Linéarité impeccable, beauté d’une voix somptueuse et puissante dans tous les registres, clarté lumineuse du timbre sur toute la tessiture, articulation soignée, raffinement expressif, projection ample sans le moindre effort, registre aigu rayonnant. En outre Asmik Grigorian ne chante pas des personnages : elle les habite. Sa seule présence sur scène, avant même qu’elle n’émette la moindre note, fascine. Et chaque nouveau rôle qu’elle incarne vient confirmer qu’elle s’inscrit déjà dans la lignée des très grandes tragédiennes lyriques du répertoire. Pour Wagner : aujourd’hui Senta, demain peut être Sieglinde, voire Isolde.

Bryn Terfel un évident charisme théâtral dans un rôle qu’il a fait sien
Bryn Terfel – anobli par la Reine d’Angleterre avec le titre de « Sir » – a fait sien, depuis de nombreuses années, le rôle du Hollandais marqué notamment par la production de Tim Albery au Royal Opera House à Londres en 2009 ( puis en 2015) qui demeure une référence en la matière laissant de surcroît, en éloquent témoignage, la captation vidéo de la production de Zurich (2015) sous la baguette de Alain Altinoglu ( sans compter – entre autres – ses prestations dans ce rôle à la Scala de Milan en 2013 ou à l’Opéra de Vienne en 2014 )

○ ○ ○

• Exercice écrit 1
Dans l’extrait choisi, recopiez le passage allant de « Bryn Terfel un » à « Vienne en 2014 ) » en remplaçant « production » par « mise en scène ».

○ ○ ○

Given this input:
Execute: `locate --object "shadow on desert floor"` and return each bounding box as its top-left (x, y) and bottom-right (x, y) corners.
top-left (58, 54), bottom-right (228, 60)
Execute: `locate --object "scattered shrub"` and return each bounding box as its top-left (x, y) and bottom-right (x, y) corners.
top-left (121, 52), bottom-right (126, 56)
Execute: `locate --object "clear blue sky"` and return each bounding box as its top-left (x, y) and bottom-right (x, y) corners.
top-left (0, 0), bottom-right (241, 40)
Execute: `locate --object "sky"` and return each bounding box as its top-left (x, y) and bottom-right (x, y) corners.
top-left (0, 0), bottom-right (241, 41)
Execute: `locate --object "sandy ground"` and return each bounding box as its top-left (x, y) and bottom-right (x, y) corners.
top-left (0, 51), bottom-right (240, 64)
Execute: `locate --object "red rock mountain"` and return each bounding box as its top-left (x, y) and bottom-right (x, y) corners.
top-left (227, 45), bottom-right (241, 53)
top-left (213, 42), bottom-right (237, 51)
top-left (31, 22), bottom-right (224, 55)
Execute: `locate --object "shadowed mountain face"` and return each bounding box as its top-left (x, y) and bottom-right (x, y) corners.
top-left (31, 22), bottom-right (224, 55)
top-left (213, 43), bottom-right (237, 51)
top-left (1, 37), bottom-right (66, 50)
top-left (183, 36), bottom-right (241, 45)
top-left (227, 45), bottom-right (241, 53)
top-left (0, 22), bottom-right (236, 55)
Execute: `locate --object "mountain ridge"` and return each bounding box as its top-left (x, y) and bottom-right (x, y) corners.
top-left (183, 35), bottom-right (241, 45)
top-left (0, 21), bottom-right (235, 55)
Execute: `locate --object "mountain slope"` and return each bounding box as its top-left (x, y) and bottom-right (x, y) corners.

○ ○ ○

• Exercice écrit 2
Relevez dans la liste toutes les lignes où figure la chaîne « bounding ».

• Bonne réponse 1
Bryn Terfel un évident charisme théâtral dans un rôle qu’il a fait sien
Bryn Terfel – anobli par la Reine d’Angleterre avec le titre de « Sir » – a fait sien, depuis de nombreuses années, le rôle du Hollandais marqué notamment par la mise en scène de Tim Albery au Royal Opera House à Londres en 2009 ( puis en 2015) qui demeure une référence en la matière laissant de surcroît, en éloquent témoignage, la captation vidéo de la mise en scène de Zurich (2015) sous la baguette de Alain Altinoglu ( sans compter – entre autres – ses prestations dans ce rôle à la Scala de Milan en 2013 ou à l’Opéra de Vienne en 2014 )

• Bonne réponse 2
Execute: `locate --object "shadow on desert floor"` and return each bounding box as its top-left (x, y) and bottom-right (x, y) corners.
Execute: `locate --object "scattered shrub"` and return each bounding box as its top-left (x, y) and bottom-right (x, y) corners.
Execute: `locate --object "clear blue sky"` and return each bounding box as its top-left (x, y) and bottom-right (x, y) corners.
Execute: `locate --object "sky"` and return each bounding box as its top-left (x, y) and bottom-right (x, y) corners.
Execute: `locate --object "sandy ground"` and return each bounding box as its top-left (x, y) and bottom-right (x, y) corners.
Execute: `locate --object "red rock mountain"` and return each bounding box as its top-left (x, y) and bottom-right (x, y) corners.
Execute: `locate --object "shadowed mountain face"` and return each bounding box as its top-left (x, y) and bottom-right (x, y) corners.
Execute: `locate --object "mountain ridge"` and return each bounding box as its top-left (x, y) and bottom-right (x, y) corners.
Execute: `locate --object "mountain slope"` and return each bounding box as its top-left (x, y) and bottom-right (x, y) corners.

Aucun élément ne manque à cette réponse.